■ **Task instructions**
Reproduce word for word the part of the article on DDoS attacks against schools that runs from "The final countdown" up to and including "year, Akamai reported.".

■ **Excerpt provided**

_____

Another online research and education system for British university students was attacked in December of 2015.

Someone shut down University of Georgia systems with a DDoS in March 2016.

 

A cyber crook hit the University of Georgia with a DDoS attack in March, 2016. Photo credit: hyku via Foter.com / CC BY-SA

 

This year, Verizon Enterprise Security described a DDoS at an unnamed university where the attackers turned the school’s own devices against itself, using Internet-connected things like vending machines and lights to generate massive amounts of Internet traffic.

There is no doubt that these attacks cost the schools money. 

Some Rutgers students complained that they had to pay more tuition after the string of DDoS events in 2015. 

Power game

Student hackers who take out their school’s system at finals time do not get a reprieve from testing, just a delay.

So why pull off such a destructive computer barrage?

“He wants the attention. He wants people he knows to talk about it. He wants to see their reaction,” said Gayer. 

“He might even fake that he’s some sort of vigilante, messing with university, causing all this trouble.”

 

Some ASU students celebrated their finals week cyber attacks on Facebook.

 

Most of the time, the DDoSer strikes at test time not to kill exams, but to exert power, he said.

“It’s a good time. It’s where it hurts,” said Gayer. “It really hurts and causes the most trouble.”

“Maybe he’s also frustrated socially with people, everybody prepping for midterms,” he added. “Now they’re upset. He has this power over them. He can hurt them.”

Coming from the inside

Students may have an edge over malicious hackers working from outside a university.

If you use a school network, you may have a good idea of which systems are most important or will cause the most frustration if they go down.

“Because it’s someone from the inside, they know where to attack,” Gayer said. “More of, ‘I know what services are sensitive. I know what websites are critical for registering for exams or getting your grades or whatever.’”

 

 

Under arrest?

Some students get caught.

A seventeen-year-old DDoSed a school district in Idaho in May 2015, law enforcement said, preventing some students from taking their end-of-the year tests.

An eighteen-year-old high school senior, Michaela Gabriella King, admitted she DDoSed more than a dozen school districts in Pennsylvania last year, according to police.

 

An excerpt from a Pittsburgh Tribune-Review story about student Michaela Gabriella King, who investigators said admitted to carrying out a DDoS attack on schools.

 

However, Gayer said it can be difficult to track down the culprits behind this kind of attack.

Former student Shandra told Archer News she did not know of any DDoS attacks against her school, or students who were involved.

But you might not know if your school was going through a small DDoS — you might just have troubling logging on for an hour or so.

And though the digital vandals are looking for attention, it’s not necessarily direct attention, according to Gayer.

“I want people I know to talk about what I do,” explained Gayer — but in stealth mode. “They don’t know it’s me.”

 

 

The final countdown

Schools are not a top target for off-campus cyber criminals.

By far, most DDoSers go after gaming sites, said cybersecurity company Akamai

But the number of education DDoS attacks in growing.

With finals next week for a number of schools around the country, from the University of Washington to Northwestern, you can be sure some students are already prepping for cyber vandalism.

Many will not succeed, if the colleges and universities have protection in place.

The Massachusetts Institute of Technology was hit by at least unsuccessful 35 DDoS attacks last year, Akamai reported.

 

MIT fought off at least 35 DDoS attacks last year, according to Akamai.

 

DDoSers tried to take down an unnamed university with a big attack on February 28 this year, Imperva said in a post.

But others will go down hard — systems simply not functional — just at the most crucial time of the year, according to Gayer.

He has advice for any students who wants to trade finals for flood attacks and dissertations for DDoSes.

“Be more social. Have better hobbies. It’s not worth the risk,” Gayer said. “Not worth the risk of being put in jail, so think about that. Really think about that.”

_____

■ **Available data**
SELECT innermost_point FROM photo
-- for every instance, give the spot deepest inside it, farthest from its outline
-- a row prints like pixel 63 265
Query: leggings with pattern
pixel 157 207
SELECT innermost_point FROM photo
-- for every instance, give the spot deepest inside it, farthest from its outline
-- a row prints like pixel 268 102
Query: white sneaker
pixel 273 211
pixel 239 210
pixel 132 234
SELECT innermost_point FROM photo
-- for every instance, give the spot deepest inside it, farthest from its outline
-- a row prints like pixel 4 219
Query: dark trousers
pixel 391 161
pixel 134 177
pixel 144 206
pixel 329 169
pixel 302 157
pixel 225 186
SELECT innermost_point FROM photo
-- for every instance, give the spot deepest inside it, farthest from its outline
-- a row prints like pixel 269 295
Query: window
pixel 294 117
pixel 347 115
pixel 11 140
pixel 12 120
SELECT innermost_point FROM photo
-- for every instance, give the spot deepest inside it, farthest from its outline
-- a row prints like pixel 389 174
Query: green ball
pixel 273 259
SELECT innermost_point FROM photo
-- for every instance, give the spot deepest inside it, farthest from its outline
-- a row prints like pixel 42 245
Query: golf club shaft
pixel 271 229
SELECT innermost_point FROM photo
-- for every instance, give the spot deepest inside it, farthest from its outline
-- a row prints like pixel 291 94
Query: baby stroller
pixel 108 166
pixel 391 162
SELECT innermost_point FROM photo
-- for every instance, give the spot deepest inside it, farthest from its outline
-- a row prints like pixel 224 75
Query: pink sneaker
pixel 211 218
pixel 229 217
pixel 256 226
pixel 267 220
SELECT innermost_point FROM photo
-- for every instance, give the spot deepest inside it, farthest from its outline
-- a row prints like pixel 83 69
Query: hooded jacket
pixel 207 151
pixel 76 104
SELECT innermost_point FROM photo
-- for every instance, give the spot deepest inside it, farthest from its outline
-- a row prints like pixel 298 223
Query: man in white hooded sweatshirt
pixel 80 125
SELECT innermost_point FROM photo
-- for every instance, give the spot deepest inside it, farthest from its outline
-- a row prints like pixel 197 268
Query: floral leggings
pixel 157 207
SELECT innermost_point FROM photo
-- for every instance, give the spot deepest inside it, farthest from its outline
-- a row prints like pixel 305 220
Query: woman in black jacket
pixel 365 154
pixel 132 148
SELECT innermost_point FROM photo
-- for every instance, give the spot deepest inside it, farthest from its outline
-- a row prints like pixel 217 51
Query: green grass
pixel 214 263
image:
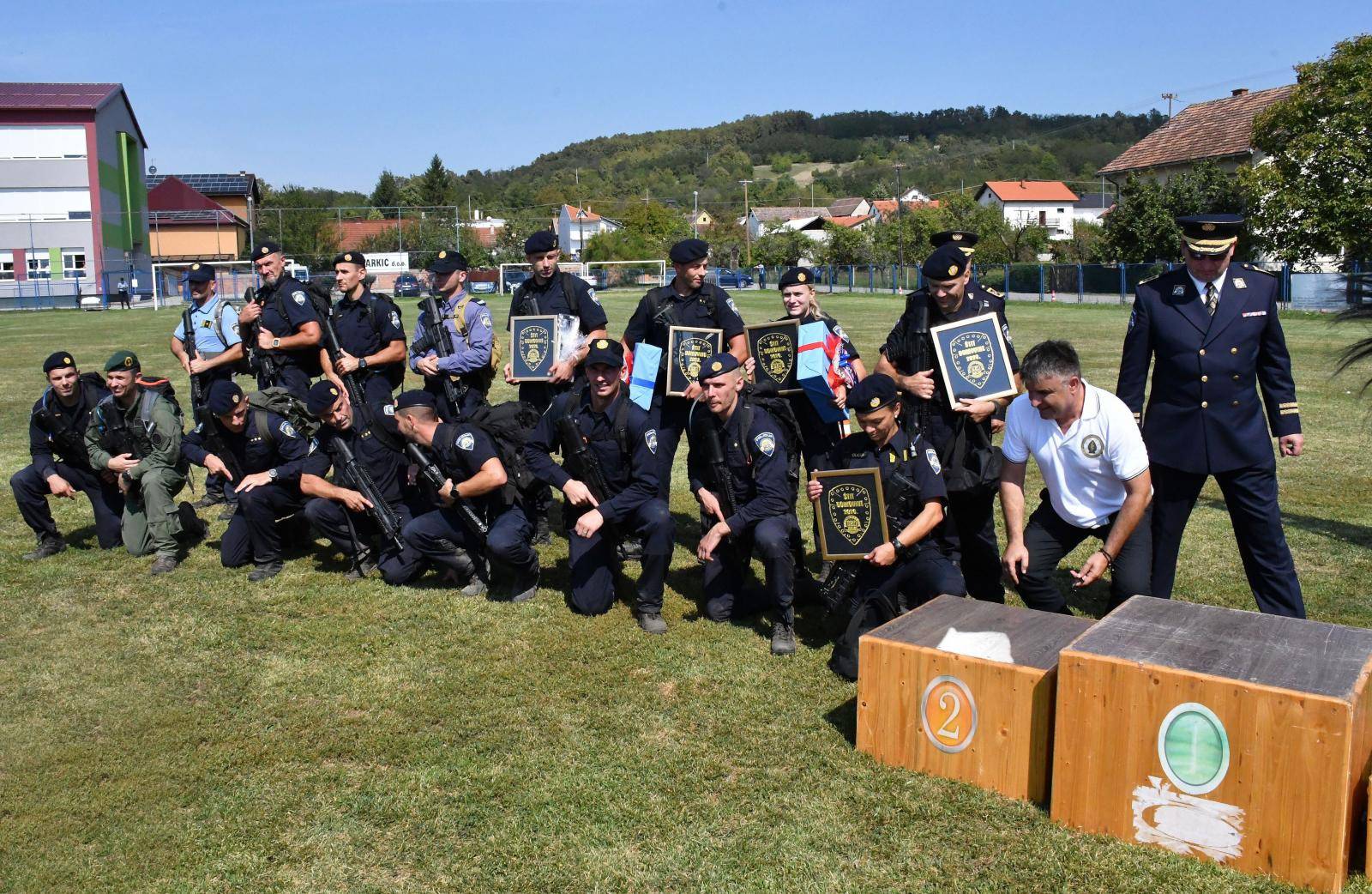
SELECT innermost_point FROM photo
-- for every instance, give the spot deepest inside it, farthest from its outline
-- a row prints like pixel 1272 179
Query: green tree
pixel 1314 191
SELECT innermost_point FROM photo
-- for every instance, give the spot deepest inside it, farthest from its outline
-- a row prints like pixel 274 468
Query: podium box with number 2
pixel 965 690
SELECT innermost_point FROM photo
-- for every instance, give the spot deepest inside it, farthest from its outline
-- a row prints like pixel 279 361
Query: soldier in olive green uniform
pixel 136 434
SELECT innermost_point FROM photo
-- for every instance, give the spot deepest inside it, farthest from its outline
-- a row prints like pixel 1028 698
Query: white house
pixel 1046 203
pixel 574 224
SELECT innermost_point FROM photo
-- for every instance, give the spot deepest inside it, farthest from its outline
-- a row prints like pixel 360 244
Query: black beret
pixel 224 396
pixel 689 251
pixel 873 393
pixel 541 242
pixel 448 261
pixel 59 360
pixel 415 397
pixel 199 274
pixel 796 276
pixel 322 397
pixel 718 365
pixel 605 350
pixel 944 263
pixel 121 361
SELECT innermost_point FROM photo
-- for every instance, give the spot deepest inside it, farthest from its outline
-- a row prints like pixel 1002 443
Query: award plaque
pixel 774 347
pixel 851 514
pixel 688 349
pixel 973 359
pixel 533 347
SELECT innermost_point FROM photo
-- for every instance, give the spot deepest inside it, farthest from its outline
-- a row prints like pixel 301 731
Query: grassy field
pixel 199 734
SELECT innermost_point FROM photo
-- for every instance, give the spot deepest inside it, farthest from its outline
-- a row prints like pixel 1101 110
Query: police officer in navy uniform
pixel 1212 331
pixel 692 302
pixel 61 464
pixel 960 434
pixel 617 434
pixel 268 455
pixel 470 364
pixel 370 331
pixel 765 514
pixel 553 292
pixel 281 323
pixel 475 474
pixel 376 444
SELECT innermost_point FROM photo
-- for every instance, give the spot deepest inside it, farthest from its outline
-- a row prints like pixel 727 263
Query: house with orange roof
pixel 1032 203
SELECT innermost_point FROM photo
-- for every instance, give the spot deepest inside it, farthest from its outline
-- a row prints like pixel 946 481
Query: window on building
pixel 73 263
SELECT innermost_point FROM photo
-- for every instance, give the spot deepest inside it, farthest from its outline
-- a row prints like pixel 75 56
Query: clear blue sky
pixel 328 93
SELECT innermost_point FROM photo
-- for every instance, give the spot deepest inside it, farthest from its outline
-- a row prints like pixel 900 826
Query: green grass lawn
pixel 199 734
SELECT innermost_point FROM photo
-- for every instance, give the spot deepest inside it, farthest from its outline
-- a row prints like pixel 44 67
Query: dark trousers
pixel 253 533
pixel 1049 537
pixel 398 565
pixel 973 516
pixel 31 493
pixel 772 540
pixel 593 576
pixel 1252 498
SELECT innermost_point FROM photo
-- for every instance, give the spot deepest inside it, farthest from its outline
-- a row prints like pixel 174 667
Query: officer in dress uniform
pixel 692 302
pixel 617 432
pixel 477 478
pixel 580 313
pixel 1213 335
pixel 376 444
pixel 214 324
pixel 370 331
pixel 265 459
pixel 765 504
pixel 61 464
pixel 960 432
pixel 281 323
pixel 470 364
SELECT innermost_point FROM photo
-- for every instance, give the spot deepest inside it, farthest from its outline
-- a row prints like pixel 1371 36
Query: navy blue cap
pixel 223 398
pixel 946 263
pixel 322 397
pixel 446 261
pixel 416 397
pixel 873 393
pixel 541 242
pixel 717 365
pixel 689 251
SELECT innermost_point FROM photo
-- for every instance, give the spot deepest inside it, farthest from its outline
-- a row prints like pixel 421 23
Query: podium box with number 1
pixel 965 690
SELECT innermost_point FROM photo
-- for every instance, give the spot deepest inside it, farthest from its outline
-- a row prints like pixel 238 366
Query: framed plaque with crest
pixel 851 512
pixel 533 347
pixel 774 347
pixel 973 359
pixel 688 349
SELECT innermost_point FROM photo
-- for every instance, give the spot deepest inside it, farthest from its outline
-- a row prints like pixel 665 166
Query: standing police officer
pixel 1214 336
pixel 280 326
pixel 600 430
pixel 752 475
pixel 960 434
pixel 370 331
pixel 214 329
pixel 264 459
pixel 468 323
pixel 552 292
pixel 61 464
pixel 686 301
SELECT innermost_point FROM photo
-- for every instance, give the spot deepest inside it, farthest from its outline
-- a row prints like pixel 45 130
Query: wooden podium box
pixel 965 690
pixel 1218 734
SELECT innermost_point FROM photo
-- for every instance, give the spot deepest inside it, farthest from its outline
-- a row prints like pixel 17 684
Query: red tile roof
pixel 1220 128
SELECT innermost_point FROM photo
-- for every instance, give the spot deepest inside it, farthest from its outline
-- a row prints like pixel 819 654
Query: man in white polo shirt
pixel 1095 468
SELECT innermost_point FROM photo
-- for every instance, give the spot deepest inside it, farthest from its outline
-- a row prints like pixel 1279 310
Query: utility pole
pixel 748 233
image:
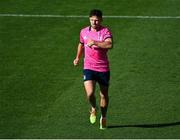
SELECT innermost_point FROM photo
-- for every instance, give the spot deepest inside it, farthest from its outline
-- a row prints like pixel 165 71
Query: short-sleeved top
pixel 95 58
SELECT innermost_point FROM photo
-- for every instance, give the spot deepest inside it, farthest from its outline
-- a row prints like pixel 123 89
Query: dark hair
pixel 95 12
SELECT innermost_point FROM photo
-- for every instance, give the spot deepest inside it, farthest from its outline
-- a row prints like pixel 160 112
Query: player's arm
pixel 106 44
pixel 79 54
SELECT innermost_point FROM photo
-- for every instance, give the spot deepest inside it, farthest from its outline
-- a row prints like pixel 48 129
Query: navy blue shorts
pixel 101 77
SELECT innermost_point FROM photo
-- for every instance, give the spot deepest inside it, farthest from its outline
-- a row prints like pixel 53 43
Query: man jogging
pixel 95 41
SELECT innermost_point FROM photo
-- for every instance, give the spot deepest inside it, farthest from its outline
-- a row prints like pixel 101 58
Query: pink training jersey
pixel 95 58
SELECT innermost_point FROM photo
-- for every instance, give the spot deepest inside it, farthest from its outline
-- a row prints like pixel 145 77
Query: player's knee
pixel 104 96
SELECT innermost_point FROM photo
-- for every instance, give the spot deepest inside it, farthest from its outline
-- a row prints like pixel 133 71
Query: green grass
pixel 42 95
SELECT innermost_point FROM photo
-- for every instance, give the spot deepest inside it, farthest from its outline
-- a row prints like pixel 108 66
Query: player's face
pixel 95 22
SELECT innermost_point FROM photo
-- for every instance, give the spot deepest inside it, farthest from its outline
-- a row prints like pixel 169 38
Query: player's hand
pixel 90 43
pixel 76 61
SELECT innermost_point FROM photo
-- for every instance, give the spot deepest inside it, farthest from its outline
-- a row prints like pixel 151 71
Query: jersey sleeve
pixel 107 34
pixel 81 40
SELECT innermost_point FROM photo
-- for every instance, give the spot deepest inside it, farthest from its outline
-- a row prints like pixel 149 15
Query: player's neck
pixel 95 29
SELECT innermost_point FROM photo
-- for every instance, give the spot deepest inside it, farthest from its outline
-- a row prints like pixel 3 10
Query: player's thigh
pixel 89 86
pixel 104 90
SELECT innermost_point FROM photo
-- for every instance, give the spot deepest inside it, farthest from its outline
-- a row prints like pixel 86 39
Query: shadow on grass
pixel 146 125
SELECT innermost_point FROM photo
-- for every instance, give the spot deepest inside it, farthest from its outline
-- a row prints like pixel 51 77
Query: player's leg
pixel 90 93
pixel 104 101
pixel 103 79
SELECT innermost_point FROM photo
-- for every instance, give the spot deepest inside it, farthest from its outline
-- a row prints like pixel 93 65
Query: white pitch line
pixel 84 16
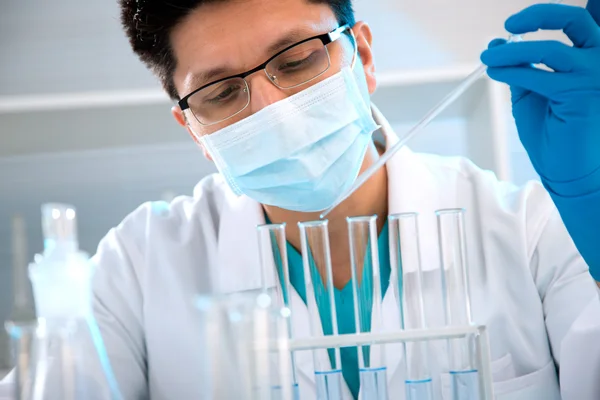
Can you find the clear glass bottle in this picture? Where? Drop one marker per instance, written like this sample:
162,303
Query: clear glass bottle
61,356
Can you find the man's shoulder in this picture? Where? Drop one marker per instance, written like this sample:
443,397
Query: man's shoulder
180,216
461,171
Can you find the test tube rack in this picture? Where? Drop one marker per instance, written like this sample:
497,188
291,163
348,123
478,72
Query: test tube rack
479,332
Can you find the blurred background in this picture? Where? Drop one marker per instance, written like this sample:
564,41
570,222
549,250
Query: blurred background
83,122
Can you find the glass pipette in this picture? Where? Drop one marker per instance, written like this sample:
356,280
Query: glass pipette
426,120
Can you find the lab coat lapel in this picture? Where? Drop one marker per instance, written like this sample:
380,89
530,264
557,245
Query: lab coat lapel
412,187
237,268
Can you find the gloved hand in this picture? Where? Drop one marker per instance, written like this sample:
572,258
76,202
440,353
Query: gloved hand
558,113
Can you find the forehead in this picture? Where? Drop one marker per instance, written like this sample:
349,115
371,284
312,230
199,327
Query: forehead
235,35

_____

■ **Finished exercise**
The final countdown

Schools are not a top target for off-campus cyber criminals.

By far, most DDoSers go after gaming sites, said cybersecurity company Akamai

But the number of education DDoS attacks in growing.

With finals next week for a number of schools around the country, from the University of Washington to Northwestern, you can be sure some students are already prepping for cyber vandalism.

Many will not succeed, if the colleges and universities have protection in place.

The Massachusetts Institute of Technology was hit by at least unsuccessful 35 DDoS attacks last year, Akamai reported.